Records to use:

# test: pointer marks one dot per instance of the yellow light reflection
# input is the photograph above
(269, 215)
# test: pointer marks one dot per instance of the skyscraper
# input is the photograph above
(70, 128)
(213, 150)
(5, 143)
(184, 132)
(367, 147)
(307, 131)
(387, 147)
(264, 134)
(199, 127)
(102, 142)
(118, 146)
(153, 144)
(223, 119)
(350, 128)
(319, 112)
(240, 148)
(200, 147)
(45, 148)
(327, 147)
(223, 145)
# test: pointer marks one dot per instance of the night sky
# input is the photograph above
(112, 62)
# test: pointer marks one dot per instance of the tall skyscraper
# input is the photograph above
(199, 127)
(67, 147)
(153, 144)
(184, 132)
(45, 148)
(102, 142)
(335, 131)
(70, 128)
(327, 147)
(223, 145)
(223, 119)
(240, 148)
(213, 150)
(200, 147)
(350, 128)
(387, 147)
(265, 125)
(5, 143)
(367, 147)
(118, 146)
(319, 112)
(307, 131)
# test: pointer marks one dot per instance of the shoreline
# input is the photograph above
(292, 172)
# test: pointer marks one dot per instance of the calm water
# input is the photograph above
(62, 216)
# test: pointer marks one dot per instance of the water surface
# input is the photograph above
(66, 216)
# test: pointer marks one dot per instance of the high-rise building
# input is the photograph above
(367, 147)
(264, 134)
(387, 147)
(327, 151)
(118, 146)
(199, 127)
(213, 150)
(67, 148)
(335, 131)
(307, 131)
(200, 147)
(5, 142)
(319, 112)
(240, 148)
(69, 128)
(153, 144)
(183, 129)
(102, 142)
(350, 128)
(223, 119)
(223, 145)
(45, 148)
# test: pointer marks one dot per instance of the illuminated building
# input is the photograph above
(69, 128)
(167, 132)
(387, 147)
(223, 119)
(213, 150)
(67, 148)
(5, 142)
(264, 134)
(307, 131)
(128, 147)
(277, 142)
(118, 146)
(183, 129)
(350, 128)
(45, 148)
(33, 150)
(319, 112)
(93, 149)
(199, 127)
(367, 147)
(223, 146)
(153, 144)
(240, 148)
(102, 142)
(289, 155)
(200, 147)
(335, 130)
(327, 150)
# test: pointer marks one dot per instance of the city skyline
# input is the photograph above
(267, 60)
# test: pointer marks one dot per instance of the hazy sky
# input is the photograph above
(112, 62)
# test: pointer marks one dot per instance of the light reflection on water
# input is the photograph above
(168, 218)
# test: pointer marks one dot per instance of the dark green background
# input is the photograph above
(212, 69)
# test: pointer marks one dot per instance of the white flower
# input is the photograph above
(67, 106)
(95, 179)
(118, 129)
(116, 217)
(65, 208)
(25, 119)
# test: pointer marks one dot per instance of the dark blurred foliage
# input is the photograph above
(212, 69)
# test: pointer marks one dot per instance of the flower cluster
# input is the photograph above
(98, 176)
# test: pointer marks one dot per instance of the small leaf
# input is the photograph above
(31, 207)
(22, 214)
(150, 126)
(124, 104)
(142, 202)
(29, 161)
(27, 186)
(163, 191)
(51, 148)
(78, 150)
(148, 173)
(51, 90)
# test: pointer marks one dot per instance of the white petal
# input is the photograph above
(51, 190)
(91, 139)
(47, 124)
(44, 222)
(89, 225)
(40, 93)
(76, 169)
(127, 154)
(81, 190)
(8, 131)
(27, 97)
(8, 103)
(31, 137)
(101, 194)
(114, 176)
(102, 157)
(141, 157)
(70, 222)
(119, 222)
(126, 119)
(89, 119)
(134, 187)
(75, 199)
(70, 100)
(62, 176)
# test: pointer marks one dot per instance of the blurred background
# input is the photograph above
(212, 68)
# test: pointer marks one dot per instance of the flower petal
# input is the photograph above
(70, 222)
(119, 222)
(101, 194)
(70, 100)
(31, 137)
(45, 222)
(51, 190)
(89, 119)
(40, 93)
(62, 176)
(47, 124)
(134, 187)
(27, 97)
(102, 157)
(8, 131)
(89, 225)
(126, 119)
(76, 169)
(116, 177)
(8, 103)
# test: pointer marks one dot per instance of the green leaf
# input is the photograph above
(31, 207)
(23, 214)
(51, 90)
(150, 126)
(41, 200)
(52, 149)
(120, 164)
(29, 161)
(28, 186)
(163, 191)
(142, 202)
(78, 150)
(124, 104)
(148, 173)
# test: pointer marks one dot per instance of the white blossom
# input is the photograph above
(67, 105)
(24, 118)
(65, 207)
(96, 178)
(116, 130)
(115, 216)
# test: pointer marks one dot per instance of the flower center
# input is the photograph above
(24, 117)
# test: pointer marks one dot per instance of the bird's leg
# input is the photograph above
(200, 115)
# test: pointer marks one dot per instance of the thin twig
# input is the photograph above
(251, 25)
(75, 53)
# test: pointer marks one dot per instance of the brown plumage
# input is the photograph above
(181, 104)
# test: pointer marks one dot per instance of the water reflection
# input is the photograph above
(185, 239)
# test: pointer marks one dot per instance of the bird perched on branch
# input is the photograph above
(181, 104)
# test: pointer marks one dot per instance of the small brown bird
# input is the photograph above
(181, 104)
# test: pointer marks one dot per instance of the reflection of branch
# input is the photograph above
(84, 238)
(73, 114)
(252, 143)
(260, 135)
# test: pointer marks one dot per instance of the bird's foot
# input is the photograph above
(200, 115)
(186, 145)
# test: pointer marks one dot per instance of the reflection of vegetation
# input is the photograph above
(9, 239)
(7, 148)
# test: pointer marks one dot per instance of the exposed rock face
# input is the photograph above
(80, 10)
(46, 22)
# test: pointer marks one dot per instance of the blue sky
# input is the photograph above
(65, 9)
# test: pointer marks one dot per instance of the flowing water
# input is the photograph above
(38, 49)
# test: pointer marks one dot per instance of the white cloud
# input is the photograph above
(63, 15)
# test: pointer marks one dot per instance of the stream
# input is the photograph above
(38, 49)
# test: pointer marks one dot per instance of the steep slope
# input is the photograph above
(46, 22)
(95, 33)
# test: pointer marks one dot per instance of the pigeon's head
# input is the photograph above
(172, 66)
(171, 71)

The problem: Quote each line of the data above exactly as written.

Task result:
# test: pointer marks one dot per instance of the yellow light reflection
# input is the photograph above
(269, 215)
# test: pointer marks one dot per instance of the skyscraper
# input is the photograph above
(70, 128)
(213, 150)
(5, 143)
(184, 132)
(367, 147)
(307, 131)
(387, 147)
(264, 134)
(199, 127)
(102, 142)
(118, 146)
(153, 144)
(223, 119)
(350, 128)
(319, 112)
(240, 148)
(200, 147)
(45, 148)
(327, 147)
(223, 145)
# test: pointer marks one dot per instance of the night sky
# input is the photograph above
(112, 62)
# test: pointer marks one dot per instance of the tall skyscraper
# input is the photograph above
(199, 127)
(67, 147)
(153, 144)
(184, 132)
(45, 148)
(102, 142)
(335, 131)
(70, 128)
(327, 147)
(223, 145)
(223, 119)
(240, 148)
(213, 150)
(200, 147)
(350, 128)
(387, 147)
(265, 125)
(5, 143)
(367, 147)
(118, 146)
(319, 112)
(307, 131)
# test: pointer marks one dot per instance of the shoreline
# input is the photograph above
(292, 172)
# test: pointer marks one dot per instance of the calm water
# input is the photograph above
(62, 216)
# test: pointer marks one dot per instance of the water surface
# input is the photograph above
(66, 216)
# test: pointer marks one dot per instance of the high-rise building
# input is the photograph above
(367, 147)
(264, 134)
(387, 147)
(327, 151)
(118, 146)
(199, 127)
(213, 150)
(67, 148)
(335, 131)
(307, 131)
(200, 147)
(5, 142)
(319, 112)
(240, 148)
(69, 128)
(153, 144)
(183, 129)
(102, 142)
(350, 128)
(223, 119)
(223, 145)
(45, 148)
# test: pointer marks one dot per instance of the illuminated building
# input is the photograph above
(69, 128)
(167, 132)
(387, 147)
(223, 119)
(213, 150)
(67, 148)
(5, 142)
(264, 134)
(307, 131)
(128, 147)
(277, 142)
(118, 146)
(183, 129)
(350, 128)
(45, 148)
(33, 150)
(319, 112)
(93, 149)
(199, 127)
(367, 147)
(223, 146)
(153, 144)
(240, 148)
(102, 142)
(289, 155)
(200, 147)
(335, 130)
(327, 150)
# test: pointer marks one dot per instance of the city skyline
# input is the photograph above
(267, 60)
# test: pointer marks one dot per instance of the hazy sky
# input is the photograph above
(112, 62)
# test: pointer marks one dot per instance of the light reflection on water
# input is the photograph above
(168, 218)
# test: pointer marks one dot per instance of the dark green background
# input is the photograph above
(212, 69)
# test: pointer marks one dot per instance of the white flower
# input is the photograph above
(67, 106)
(95, 179)
(118, 129)
(116, 217)
(65, 208)
(25, 119)
# test: pointer marks one dot per instance of the dark blurred foliage
# input is the photograph above
(212, 69)
# test: pointer marks one dot per instance of the flower cluster
# input is the photograph above
(98, 176)
# test: pointer marks one dot per instance of the small leaf
# input is the photograph above
(31, 207)
(22, 214)
(150, 126)
(124, 104)
(142, 202)
(29, 161)
(27, 186)
(163, 191)
(51, 148)
(78, 150)
(148, 173)
(51, 90)
# test: pointer marks one dot per instance of the white petal
# input is the photograph above
(51, 190)
(91, 139)
(47, 124)
(44, 222)
(89, 225)
(40, 93)
(76, 169)
(127, 154)
(81, 190)
(8, 131)
(27, 97)
(8, 103)
(31, 137)
(101, 194)
(114, 176)
(102, 157)
(141, 157)
(70, 222)
(119, 222)
(126, 119)
(89, 119)
(134, 187)
(75, 199)
(70, 100)
(62, 176)
# test: pointer marks one dot per instance of the blurred background
# input is the photograph above
(212, 68)
# test: pointer marks one dot per instance of the flower petal
# input is the photograph above
(70, 222)
(119, 222)
(101, 194)
(70, 100)
(31, 137)
(45, 222)
(51, 190)
(89, 119)
(40, 93)
(62, 176)
(47, 124)
(134, 187)
(27, 97)
(102, 157)
(8, 131)
(89, 225)
(126, 119)
(76, 169)
(116, 177)
(8, 103)
# test: pointer marks one dot per instance of the green leaf
# input is the photograph above
(31, 207)
(23, 214)
(51, 90)
(150, 126)
(41, 200)
(52, 149)
(120, 164)
(29, 161)
(28, 186)
(163, 191)
(142, 202)
(78, 150)
(124, 104)
(148, 173)
# test: pointer marks one dot per instance of the white blossom
# input is the photograph above
(67, 105)
(24, 118)
(65, 207)
(96, 178)
(116, 130)
(115, 216)
# test: pointer marks one dot per instance of the flower center
# input is the photograph above
(24, 117)
# test: pointer marks one dot per instance of the bird's leg
# input is the photograph above
(200, 115)
# test: pointer marks one dot per instance of the thin twig
# input is the photograph above
(251, 25)
(75, 53)
# test: pointer marks one dot per instance of the brown plumage
# input is the photograph above
(181, 104)
# test: pointer marks one dot per instance of the water reflection
# input is the photograph above
(185, 239)
# test: pointer marks one dot per instance of the bird perched on branch
# input is the photograph above
(181, 104)
# test: pointer marks one dot per instance of the small brown bird
# input is the photograph above
(181, 104)
# test: pointer marks one dot per instance of the reflection of branch
# input is the photograph above
(84, 238)
(73, 114)
(252, 143)
(260, 135)
# test: pointer marks one dot per instance of the bird's foot
# input is the photograph above
(200, 115)
(186, 145)
# test: pointer marks one dot per instance of the reflection of vegetation
# input is the photograph above
(9, 239)
(7, 148)
# test: pointer marks one dot per instance of the exposed rock face
# input is the photograph above
(80, 10)
(46, 22)
# test: pointer marks one dot per instance of the blue sky
# input is the photograph above
(65, 9)
# test: pointer marks one dot per instance of the flowing water
# input is the photograph above
(38, 49)
# test: pointer marks one dot per instance of the white cloud
# input is the photograph above
(63, 15)
# test: pointer marks one dot per instance of the stream
# input is the photograph above
(38, 49)
# test: pointer marks one dot per instance of the steep slope
# input is the photograph above
(46, 22)
(95, 33)
# test: pointer marks one dot per instance of the pigeon's head
# input is the photograph above
(172, 66)
(171, 71)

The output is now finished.